# [Problem description]
Retype every entry word for word.

⁂

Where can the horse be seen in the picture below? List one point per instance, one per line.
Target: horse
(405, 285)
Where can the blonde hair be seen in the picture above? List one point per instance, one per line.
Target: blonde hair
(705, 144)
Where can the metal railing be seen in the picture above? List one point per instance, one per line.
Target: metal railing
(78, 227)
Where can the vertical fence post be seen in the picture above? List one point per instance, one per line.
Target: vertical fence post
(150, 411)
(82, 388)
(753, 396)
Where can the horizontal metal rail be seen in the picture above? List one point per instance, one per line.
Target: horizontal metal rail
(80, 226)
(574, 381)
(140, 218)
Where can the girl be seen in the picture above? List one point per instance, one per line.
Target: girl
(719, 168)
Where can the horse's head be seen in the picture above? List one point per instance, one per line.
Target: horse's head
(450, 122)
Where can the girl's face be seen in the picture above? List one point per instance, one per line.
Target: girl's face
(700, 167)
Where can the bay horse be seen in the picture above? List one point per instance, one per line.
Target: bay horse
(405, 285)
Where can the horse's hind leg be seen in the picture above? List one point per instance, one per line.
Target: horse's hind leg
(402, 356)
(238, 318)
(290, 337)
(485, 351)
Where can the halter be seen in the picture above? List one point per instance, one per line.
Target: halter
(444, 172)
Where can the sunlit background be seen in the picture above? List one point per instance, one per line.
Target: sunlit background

⁂

# [Written answer]
Where can the horse be seen in the picture below? List one point per instance, one per line.
Target: horse
(405, 285)
Where can the blonde hair be seen in the picture above? List one point per instance, one per line.
Target: blonde hair
(705, 144)
Where can the metal railing be seen in the picture above? List one point per instance, one per line.
Target: metal railing
(78, 227)
Where can the vertical fence post be seen in the picture above? List one point per instance, one per line.
Target: vertical fence post
(150, 411)
(82, 388)
(753, 396)
Where can the horizontal metal rail be seen in the picture above? List one point per instance, one per line.
Target: horizontal metal rail
(80, 226)
(574, 381)
(140, 218)
Where can the girl be seen in the picture above? List one point per instance, one per line.
Target: girl
(719, 168)
Where can the horse's head be seen in the picture above? List one point per instance, one per line.
Target: horse's head
(450, 122)
Where can the girl's face be seen in the picture above? List one point per instance, one per line.
Target: girl's face
(700, 167)
Where can the bay horse be seen in the picture above? List one point per instance, one per line.
Target: bay horse
(405, 285)
Where can the horse's hind leg be seen in the picture above? List one point per instance, one per line.
Target: horse's hind leg
(402, 356)
(238, 318)
(290, 337)
(485, 351)
Where can the halter be seen in the picture above? List one point per instance, one per line.
Target: halter
(444, 172)
Where can the sunlit background be seen in the picture above? List one point per instance, one per line.
Target: sunlit background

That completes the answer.